Trecho do texto:

- - -

27 Mai 2017
Tô sim com dó. Mas não das pessoas com dependência. Muito menos da população em situação de rua. Tô com dó de gestores de São Paulo e de parte dos seus habitantes que compactuam com saídas fáceis para problemas complexos, escreve Leonardo Sakamoto, jornalista e cientista social, em artigo publicado por Uol, 26-05-2017.
Enquanto o governo estadual desce a porrada para expulsar pessoas que sofrem com dependência de drogas na principal Cracolândia de São Paulo e a prefeitura municipal passa a demolir imóveis do local com gente dentro, ferindo pessoas, hordas internéticas alucinadas ressuscitam a frase que representa a falência da civilização: ''Tá com dó? Leva pra casa!''
A sentença é usada à exaustão quando o tema é a dura barra enfrentada pela gente parda, fedida, drogada e prostituída que habita o Centro da pujante São Paulo – locomotiva da nação, vitrine do país, que não segue, mas é seguida e demais bobagens que floreiam discursos ufanistas patéticos e naftalínicos caindo de velhos.
É só falar da necessidade de encarar a questão da dependência das drogas como um assunto de saúde pública antes de qualquer outra coisa que grupos vociferando abobrinhas saem babando, querendo morder quem diz o contrário.
Como não acredito no ''mal'' como algo inato, creio que isso decorre da incapacidade do indivíduo de entender o que são políticas públicas e como elas são desenvolvidas, implementas e monitoradas. O que é triste, porque também prova que a sociedade não percebe o Estado como ator que deveria garantir a qualidade de vida de sua população através de ações de curto, médio e longo prazos. Para eles, políticas de Estado não existem. O que existe é a sucessão de ações de governos, sem conexões entre si, muitas com objetivo midiático e que precisam durar até a eleição ou a reeleição.
A ação desastrosa do poder público na região da Cracolândia tem como efeito espalhar pessoas com dependência e vendedores de drogas para outros pontos da cidade e transferir moradores que viviam em cortiços e pensões para barracos em calçadas. Essa não é a primeira vez que o poder público opera uma ''Operação Guardanapo de Boteco'' (que só esparrama e não resolve), outras semelhantes já tiveram resultados parecidos.

- - -

Material:
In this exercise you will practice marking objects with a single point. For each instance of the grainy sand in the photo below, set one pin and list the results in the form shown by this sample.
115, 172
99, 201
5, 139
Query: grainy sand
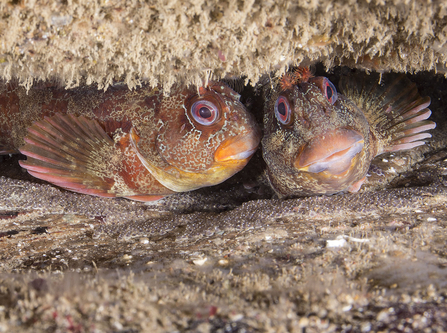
227, 258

- - -

Lista de tarefas:
1) De acordo com o texto sobre a Cracolândia, qual frase é ressuscitada pelas hordas internéticas?
2) Dê continuidade ao texto sobre a Cracolândia a partir de sua última frase.

Respostas às tarefas:
1) "Tá com dó? Leva pra casa!"

2)
Elas tentam remover (ainda que com sucesso temporário) aquilo visto como ''lixo humano'' dos arredores da Sala São Paulo, da Pinacoteca, do Museu da Língua Portuguesa, preparando o espaço para o empreendimento imobiliário conhecido como Nova Luz.
Ou seja, a cada mata-leão em usuário de crack, o metro quadrado sobe de preço.
''Essa ação tem como objetivo 'liberar' a região para que seja reconstruída, expulsando quem lá mora, sendo ou não usuário de crack'', explica Maurício Fiore, coordenador científico da Plataforma Brasileira de Política de Drogas e pesquisador do Centro Brasileiro de Análise e Planejamento (Cebrap).
Detesto a expressão ''revitalizar o Centro''. Pois significa que a vitalidade de uma região depende do tipo de pessoa ou de atividade que nele se encontram. Infelizmente, revitalizar têm sido construir museus e praças e mandar o ''lixo humano'' para longe. Não apenas expulsando pessoas com dependência, mas também a população pobre e que não cabe nos planos do governo e das construtoras.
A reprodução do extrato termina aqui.